Extract »
··········
This section is referenced in § 42-2802.

Editor's Notes

Section 1101 of D.C. Law 14-114 provided: “The Mayor, pursuant to Title I of the District of Columbia Administrative Procedure Act, approved October 21, 1968 (82 Stat. 1204; D.C. Official Code § 2-501 et seq.), shall promulgate rules to implement this act.”


§ 42–2106. Program guidelines.

(a) Proposals for large multi-family dwellings shall be considered only in accordance with the following rules of priority:

(1) A proposal from a qualified tenant association shall be considered first.

(2) If there is no proposal from a qualified tenant association or if the proposal does not meet criteria set forth in the RFP and rules promulgated pursuant to this chapter, proposals from condominium and cooperative housing associations shall be considered next.

(3) If there are no proposals from condominium and cooperative housing associations or if the proposals do not meet criteria set forth in the RFP and rules promulgated pursuant to this chapter, proposals from nonprofit developers, and for-profit developers who agree to make 100% of the units affordable to low- and moderate-income persons with no less than 50% of the units affordable to low-income persons, for the development of condominium and cooperative housing opportunities shall be considered next.
··········
Given information »
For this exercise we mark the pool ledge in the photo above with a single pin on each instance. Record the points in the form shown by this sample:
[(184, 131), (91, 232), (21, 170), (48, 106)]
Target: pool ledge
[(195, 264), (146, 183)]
··········
Problem to work on » Reproduce the D.C. Code extract on program guidelines above in full, word for word.

The result »
This section is referenced in § 42-2802.

Editor's Notes

Section 1101 of D.C. Law 14-114 provided: “The Mayor, pursuant to Title I of the District of Columbia Administrative Procedure Act, approved October 21, 1968 (82 Stat. 1204; D.C. Official Code § 2-501 et seq.), shall promulgate rules to implement this act.”


§ 42–2106. Program guidelines.

(a) Proposals for large multi-family dwellings shall be considered only in accordance with the following rules of priority:

(1) A proposal from a qualified tenant association shall be considered first.

(2) If there is no proposal from a qualified tenant association or if the proposal does not meet criteria set forth in the RFP and rules promulgated pursuant to this chapter, proposals from condominium and cooperative housing associations shall be considered next.

(3) If there are no proposals from condominium and cooperative housing associations or if the proposals do not meet criteria set forth in the RFP and rules promulgated pursuant to this chapter, proposals from nonprofit developers, and for-profit developers who agree to make 100% of the units affordable to low- and moderate-income persons with no less than 50% of the units affordable to low-income persons, for the development of condominium and cooperative housing opportunities shall be considered next.